**To be done**
Render every line of the items as a Markdown table with columns Row and Line, numbering each row and skipping blank lines. Omit the pictures from your answer.

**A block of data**
## BEGIN

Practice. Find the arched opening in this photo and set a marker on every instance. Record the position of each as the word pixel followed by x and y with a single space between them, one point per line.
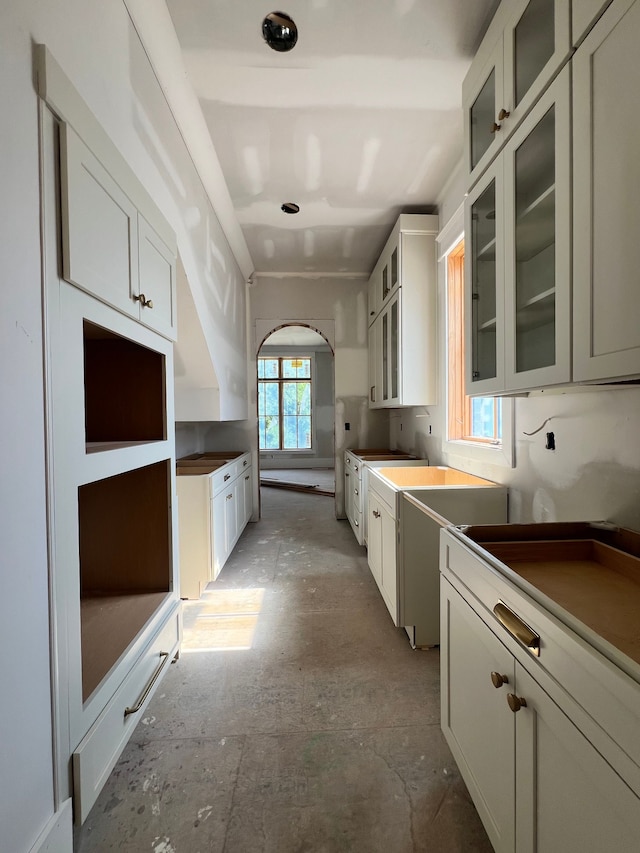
pixel 296 410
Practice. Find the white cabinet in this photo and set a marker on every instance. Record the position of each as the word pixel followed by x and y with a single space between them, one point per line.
pixel 114 570
pixel 526 44
pixel 543 763
pixel 407 505
pixel 518 273
pixel 381 552
pixel 215 502
pixel 584 14
pixel 606 216
pixel 109 248
pixel 402 317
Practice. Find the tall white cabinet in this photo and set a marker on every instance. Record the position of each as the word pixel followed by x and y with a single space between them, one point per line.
pixel 550 133
pixel 110 445
pixel 402 316
pixel 606 216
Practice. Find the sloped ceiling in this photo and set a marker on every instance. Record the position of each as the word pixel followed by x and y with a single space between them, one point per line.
pixel 360 121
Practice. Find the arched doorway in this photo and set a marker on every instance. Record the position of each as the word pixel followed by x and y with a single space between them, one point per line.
pixel 296 410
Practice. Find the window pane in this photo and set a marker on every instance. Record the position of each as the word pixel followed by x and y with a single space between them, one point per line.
pixel 296 368
pixel 304 398
pixel 268 368
pixel 304 432
pixel 289 424
pixel 289 398
pixel 272 433
pixel 482 417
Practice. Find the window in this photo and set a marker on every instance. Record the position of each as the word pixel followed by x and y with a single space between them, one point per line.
pixel 473 419
pixel 284 403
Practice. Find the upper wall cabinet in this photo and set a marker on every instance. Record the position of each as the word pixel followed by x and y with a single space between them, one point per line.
pixel 402 321
pixel 103 230
pixel 518 228
pixel 526 44
pixel 606 215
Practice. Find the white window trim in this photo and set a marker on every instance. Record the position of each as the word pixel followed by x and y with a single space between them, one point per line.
pixel 503 454
pixel 297 451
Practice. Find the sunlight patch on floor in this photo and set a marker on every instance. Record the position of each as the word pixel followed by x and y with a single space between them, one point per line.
pixel 221 620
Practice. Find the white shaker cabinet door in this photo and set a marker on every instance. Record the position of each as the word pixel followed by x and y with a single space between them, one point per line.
pixel 99 228
pixel 606 214
pixel 476 719
pixel 157 281
pixel 567 796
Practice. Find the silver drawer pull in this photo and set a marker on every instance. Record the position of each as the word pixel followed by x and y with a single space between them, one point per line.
pixel 517 628
pixel 164 657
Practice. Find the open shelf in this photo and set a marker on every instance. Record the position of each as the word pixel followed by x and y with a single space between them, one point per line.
pixel 123 390
pixel 537 311
pixel 125 563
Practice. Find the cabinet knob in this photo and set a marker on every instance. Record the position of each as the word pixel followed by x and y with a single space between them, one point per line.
pixel 498 680
pixel 516 702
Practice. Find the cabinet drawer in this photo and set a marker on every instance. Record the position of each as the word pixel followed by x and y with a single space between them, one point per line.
pixel 602 699
pixel 97 753
pixel 224 477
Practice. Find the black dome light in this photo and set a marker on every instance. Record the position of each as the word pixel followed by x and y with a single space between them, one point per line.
pixel 279 31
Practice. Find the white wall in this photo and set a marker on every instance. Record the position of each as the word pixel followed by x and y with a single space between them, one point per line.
pixel 594 473
pixel 339 309
pixel 97 47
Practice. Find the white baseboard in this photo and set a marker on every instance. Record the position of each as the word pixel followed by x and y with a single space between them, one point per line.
pixel 57 836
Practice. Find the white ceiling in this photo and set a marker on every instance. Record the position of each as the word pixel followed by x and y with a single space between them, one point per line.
pixel 360 121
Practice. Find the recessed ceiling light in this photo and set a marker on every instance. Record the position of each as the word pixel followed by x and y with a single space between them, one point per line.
pixel 279 31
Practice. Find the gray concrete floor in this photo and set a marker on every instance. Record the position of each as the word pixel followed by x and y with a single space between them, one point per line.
pixel 297 720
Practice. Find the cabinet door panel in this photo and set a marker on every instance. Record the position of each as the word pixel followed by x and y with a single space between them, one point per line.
pixel 157 281
pixel 606 112
pixel 482 96
pixel 99 227
pixel 476 719
pixel 537 243
pixel 567 796
pixel 536 43
pixel 389 586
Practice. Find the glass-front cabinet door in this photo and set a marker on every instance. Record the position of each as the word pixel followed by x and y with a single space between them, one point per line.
pixel 481 98
pixel 484 285
pixel 537 244
pixel 508 74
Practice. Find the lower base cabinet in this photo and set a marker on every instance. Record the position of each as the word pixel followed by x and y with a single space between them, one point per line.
pixel 538 782
pixel 213 510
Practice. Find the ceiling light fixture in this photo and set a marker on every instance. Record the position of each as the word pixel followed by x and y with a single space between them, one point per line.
pixel 279 31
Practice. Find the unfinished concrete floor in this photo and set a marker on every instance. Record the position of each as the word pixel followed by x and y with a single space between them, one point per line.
pixel 297 720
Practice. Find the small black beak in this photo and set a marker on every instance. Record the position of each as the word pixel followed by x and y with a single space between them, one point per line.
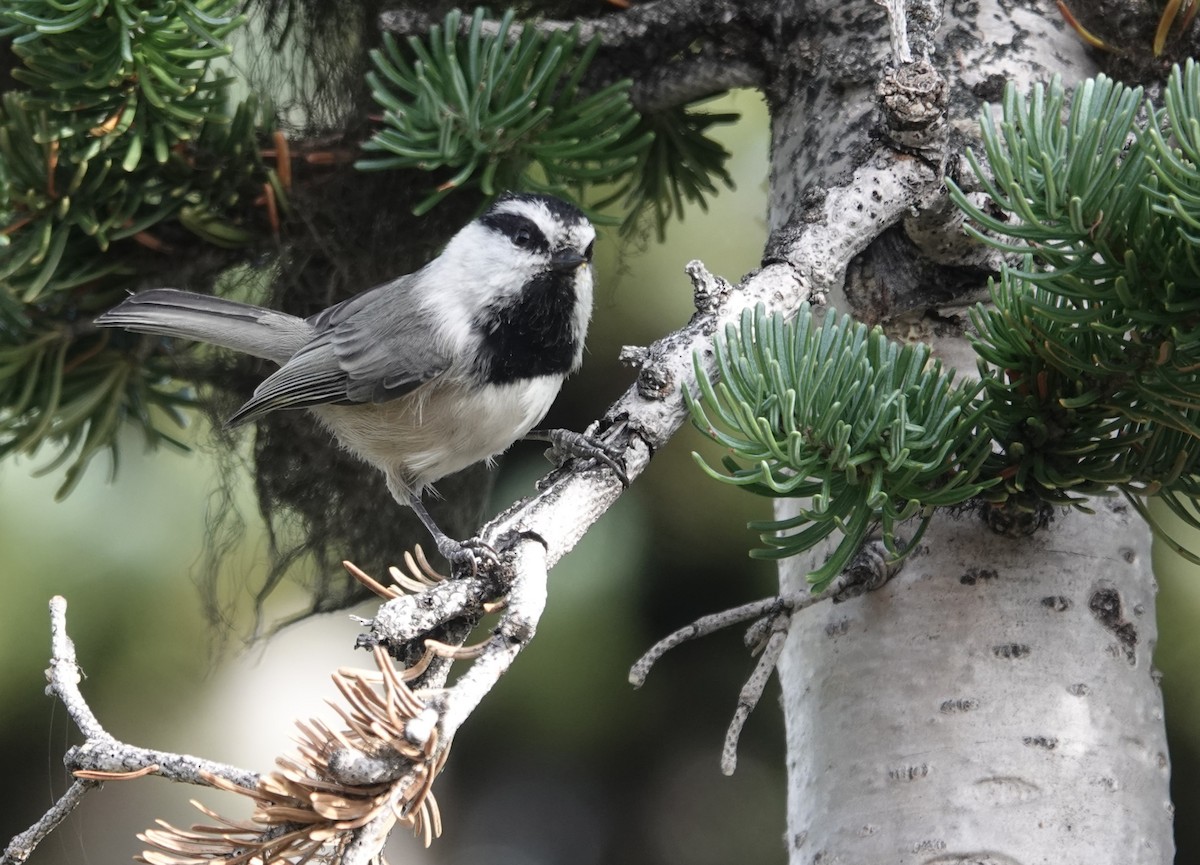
pixel 567 260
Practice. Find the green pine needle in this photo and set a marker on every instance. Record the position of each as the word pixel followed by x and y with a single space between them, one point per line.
pixel 1091 349
pixel 870 431
pixel 498 112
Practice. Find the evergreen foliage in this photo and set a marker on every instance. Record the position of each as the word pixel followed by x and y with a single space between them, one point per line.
pixel 120 130
pixel 505 108
pixel 1089 354
pixel 1091 350
pixel 875 432
pixel 499 110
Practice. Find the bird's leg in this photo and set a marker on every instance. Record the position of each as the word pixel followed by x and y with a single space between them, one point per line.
pixel 456 552
pixel 568 444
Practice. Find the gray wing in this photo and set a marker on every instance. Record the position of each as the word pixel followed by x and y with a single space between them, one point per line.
pixel 370 348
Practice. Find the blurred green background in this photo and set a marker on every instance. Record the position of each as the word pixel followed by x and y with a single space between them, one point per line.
pixel 564 762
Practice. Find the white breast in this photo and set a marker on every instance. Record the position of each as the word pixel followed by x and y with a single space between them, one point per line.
pixel 441 428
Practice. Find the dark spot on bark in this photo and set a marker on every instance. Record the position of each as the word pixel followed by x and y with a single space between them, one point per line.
pixel 990 89
pixel 1105 606
pixel 1048 742
pixel 1011 650
pixel 909 773
pixel 977 575
pixel 835 629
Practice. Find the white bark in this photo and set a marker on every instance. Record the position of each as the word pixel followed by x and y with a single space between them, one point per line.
pixel 993 703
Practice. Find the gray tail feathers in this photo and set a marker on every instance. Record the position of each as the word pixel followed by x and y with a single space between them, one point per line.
pixel 202 317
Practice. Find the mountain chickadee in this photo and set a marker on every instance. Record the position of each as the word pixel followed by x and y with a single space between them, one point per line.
pixel 431 372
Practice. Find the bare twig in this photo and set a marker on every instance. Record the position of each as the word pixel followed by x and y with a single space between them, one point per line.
pixel 23 845
pixel 870 569
pixel 753 689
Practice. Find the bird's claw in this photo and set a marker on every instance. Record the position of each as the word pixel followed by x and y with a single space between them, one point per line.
pixel 568 444
pixel 467 553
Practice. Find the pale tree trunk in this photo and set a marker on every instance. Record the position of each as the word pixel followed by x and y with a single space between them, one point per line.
pixel 996 701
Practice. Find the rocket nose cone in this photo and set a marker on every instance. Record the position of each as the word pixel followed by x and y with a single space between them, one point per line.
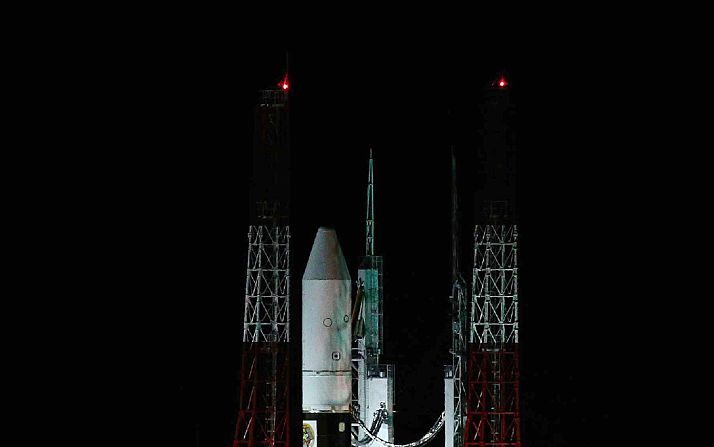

## END

**Response to this task**
| Row | Line |
|---|---|
| 1 | Practice. Find the arched opening in this photo and set a marker on every instance. Record the position of each as the word pixel followed by x and y with a single space between them, one point per line. |
| 2 | pixel 296 410 |
| 3 | Practice. Find the white cabinet in this photo and set a marker on every instance. Record the position of each as the word pixel followed by x and y with a single space between them, one point per line. |
| 4 | pixel 114 570 |
| 5 | pixel 526 44 |
| 6 | pixel 543 763 |
| 7 | pixel 407 505 |
| 8 | pixel 518 273 |
| 9 | pixel 381 552 |
| 10 | pixel 215 502 |
| 11 | pixel 584 14 |
| 12 | pixel 606 216 |
| 13 | pixel 109 248 |
| 14 | pixel 402 317 |
| 15 | Practice. Find the tall white cabinet in this photo and set a marker on every instance. Record the position of each as the word pixel followed by x and y with a single space between them, one point per line. |
| 16 | pixel 550 133 |
| 17 | pixel 110 445 |
| 18 | pixel 402 316 |
| 19 | pixel 606 216 |
| 20 | Practice. Find the sloped ceiling in this photo and set a marker on every instance. Record the position of each as the word pixel followed by x and y with a single space between them, one point per line. |
| 21 | pixel 360 121 |
| 22 | Practice. Find the arched doorway in this photo and set a marker on every instance. Record the position of each as the word pixel followed by x and y with a single space between them, one point per line. |
| 23 | pixel 296 410 |
| 24 | Practice. Find the window pane in this photo and set a marker on every instance. Record the position of each as the word pixel followed by x and y with a single space between them, one point per line. |
| 25 | pixel 296 368 |
| 26 | pixel 304 398 |
| 27 | pixel 268 368 |
| 28 | pixel 304 432 |
| 29 | pixel 289 424 |
| 30 | pixel 289 398 |
| 31 | pixel 272 433 |
| 32 | pixel 482 417 |
| 33 | Practice. Find the window in this photo and set a marker on every instance. Record the position of each as the word pixel followed by x and y with a single space between them, one point per line. |
| 34 | pixel 473 419 |
| 35 | pixel 284 403 |
| 36 | Practice. Find the upper wall cabinet in this photo and set a marker on every instance. Record the position of each as the word pixel followed by x and y with a single space between them, one point per line. |
| 37 | pixel 402 321 |
| 38 | pixel 103 230 |
| 39 | pixel 518 228 |
| 40 | pixel 526 44 |
| 41 | pixel 606 215 |
| 42 | Practice. Find the white window trim in this photo and set a marker on every instance. Record the position of each as the word pixel followed by x and y with a single space between them, one point per line. |
| 43 | pixel 503 454 |
| 44 | pixel 297 451 |
| 45 | Practice. Find the sunlight patch on floor in this photo and set a marker on every instance. Record the position of each as the word pixel followed by x and y with a single space between them, one point per line. |
| 46 | pixel 221 620 |
| 47 | Practice. Find the white shaker cabinet door in this photo and set a marker on every instance. Record the position of each as the word pixel followed by x and y with a single space between them, one point per line. |
| 48 | pixel 99 228 |
| 49 | pixel 606 214 |
| 50 | pixel 476 719 |
| 51 | pixel 157 281 |
| 52 | pixel 567 796 |
| 53 | Practice. Find the silver drawer pull in this photo and set a marker on every instance. Record the position of each as the word pixel followed by x and y with a single space between them, one point per line. |
| 54 | pixel 517 628 |
| 55 | pixel 164 657 |
| 56 | Practice. Find the open shelf in this photo and set a marker on every instance. Record the position of each as the word pixel followed by x and y with a single space between them, one point per line. |
| 57 | pixel 123 390 |
| 58 | pixel 537 311 |
| 59 | pixel 125 563 |
| 60 | Practice. Find the cabinet knob in this photo and set a marker on every instance. Record the position of each as the word pixel followed by x and y with a single space between them, one point per line. |
| 61 | pixel 498 680 |
| 62 | pixel 516 702 |
| 63 | Practice. Find the cabinet drawer in this photo and set a marker on every instance. Record the position of each as the word pixel followed by x and y with a single space between them, one point per line. |
| 64 | pixel 602 699 |
| 65 | pixel 97 753 |
| 66 | pixel 224 477 |
| 67 | Practice. Find the black dome light in this photo and set a marker on every instance. Record the position of each as the word pixel followed by x and y with a single space between them, one point per line. |
| 68 | pixel 279 31 |
| 69 | Practice. Find the white wall in this photo and set a marker on every instance. Record the position of each as the word pixel followed by x and y with a single space between them, one point per line. |
| 70 | pixel 594 473 |
| 71 | pixel 339 309 |
| 72 | pixel 97 47 |
| 73 | Practice. Find the white baseboard in this photo and set a marker on every instance. Record the position of each as the word pixel followed by x and y with a single space between them, one point per line. |
| 74 | pixel 57 836 |
| 75 | Practice. Find the white ceiling in this photo and set a marker on every instance. Record the position of each as the word pixel followed by x and y with a single space between them, one point per line. |
| 76 | pixel 360 121 |
| 77 | Practice. Find the recessed ceiling light in this photo and set a marker on every instance. Record the position of each as the word pixel followed by x and y with a single space between them, one point per line. |
| 78 | pixel 279 31 |
| 79 | Practice. Find the gray concrete floor in this photo and set a marker on every instance. Record the position of each as the word pixel followed by x and y with a single space between them, one point per line. |
| 80 | pixel 297 720 |
| 81 | Practice. Find the cabinet door panel in this photo and set a marker on every instance. Record the position of each as the word pixel followed by x and y with a single space between them, one point per line. |
| 82 | pixel 157 281 |
| 83 | pixel 606 112 |
| 84 | pixel 482 96 |
| 85 | pixel 99 227 |
| 86 | pixel 476 719 |
| 87 | pixel 537 243 |
| 88 | pixel 567 796 |
| 89 | pixel 536 43 |
| 90 | pixel 389 586 |
| 91 | Practice. Find the glass-front cabinet door in this photo and set a marker on every instance. Record the position of each as the word pixel followed by x and y with a single space between them, one point per line. |
| 92 | pixel 481 98 |
| 93 | pixel 484 285 |
| 94 | pixel 537 244 |
| 95 | pixel 508 74 |
| 96 | Practice. Find the lower base cabinet in this photo and set a marker on every instance. Record the position of each as the word pixel followed by x and y with a single space between them, one point per line. |
| 97 | pixel 538 782 |
| 98 | pixel 213 510 |
| 99 | Practice. Find the ceiling light fixture in this photo and set a marker on every instance. Record the position of each as the word pixel followed by x and y with a single space between them, one point per line. |
| 100 | pixel 279 31 |
| 101 | Practice. Find the unfinished concrete floor in this photo and set a marker on every instance. Record the position of each as the word pixel followed by x and y with a single space between them, one point per line. |
| 102 | pixel 297 720 |
| 103 | Practice. Find the small black beak in this photo and set a marker on every instance. Record the position of each as the word pixel followed by x and y with a single space between them, one point per line. |
| 104 | pixel 567 260 |
| 105 | Practice. Find the green pine needle in this photo and set a marker on every instance. Record the position of each as the word pixel followed by x and y with a single space between them, one point per line. |
| 106 | pixel 1091 349 |
| 107 | pixel 870 431 |
| 108 | pixel 498 112 |
| 109 | Practice. Find the evergreen foliage in this photo and set a marker on every instance. Record the position of each as the word pixel followed by x and y with a single space between them, one point per line. |
| 110 | pixel 120 130 |
| 111 | pixel 505 108 |
| 112 | pixel 1089 354 |
| 113 | pixel 1091 350 |
| 114 | pixel 875 432 |
| 115 | pixel 499 110 |
| 116 | Practice. Find the bird's leg in this photo and set a marker on every instance. Record the position of each as the word pixel followed by x and y with a single space between them, one point per line. |
| 117 | pixel 456 552 |
| 118 | pixel 568 444 |
| 119 | Practice. Find the gray wing in this photo and set a marker on every instance. Record the position of each as the word pixel followed by x and y with a single space between them, one point per line. |
| 120 | pixel 370 348 |
| 121 | Practice. Find the blurred green background in this photo and set a marker on every instance. Record the position of each as the word pixel followed by x and y with a single space between them, one point per line. |
| 122 | pixel 564 762 |
| 123 | Practice. Find the white breast in this photo and set a marker on every instance. Record the position of each as the word pixel followed by x and y with a single space between them, one point per line. |
| 124 | pixel 441 428 |
| 125 | Practice. Find the dark spot on bark in this photo and set a marker on every instance. Record the position of each as the word pixel followed by x and y with a single space between them, one point per line. |
| 126 | pixel 990 89 |
| 127 | pixel 1105 606 |
| 128 | pixel 1048 742 |
| 129 | pixel 1011 650 |
| 130 | pixel 909 773 |
| 131 | pixel 977 575 |
| 132 | pixel 835 629 |
| 133 | Practice. Find the white bark in this photo and set a marker on every instance. Record the position of each as the word pixel followed by x and y with a single space between them, one point per line. |
| 134 | pixel 993 703 |
| 135 | Practice. Find the gray tail feathers in this photo and set a marker on every instance. Record the position of each as the word pixel followed by x and y with a single space between them, one point per line. |
| 136 | pixel 202 317 |
| 137 | Practice. Find the mountain chickadee in this photo and set a marker on every instance. Record the position of each as the word pixel followed by x and y with a single space between them, one point per line. |
| 138 | pixel 431 372 |
| 139 | Practice. Find the bare twig in this photo and set a marker on every instance. Record the position of each as the word pixel followed by x and y with a single space between them, one point per line. |
| 140 | pixel 23 845 |
| 141 | pixel 870 569 |
| 142 | pixel 753 689 |
| 143 | Practice. Find the bird's claw in this photo and set a marker on every instance. Record the position of each as the word pixel followed by x and y with a single space between them, one point per line. |
| 144 | pixel 568 444 |
| 145 | pixel 467 553 |
| 146 | Practice. Find the pale tree trunk in this photo and set a marker on every instance. Record the position of each as the word pixel followed by x and y with a single space between them, one point per line. |
| 147 | pixel 996 701 |
| 148 | Practice. Find the rocket nose cone in this photo and set a marker on every instance. Record the position of each as the word pixel followed by x and y with a single space between them, one point per line. |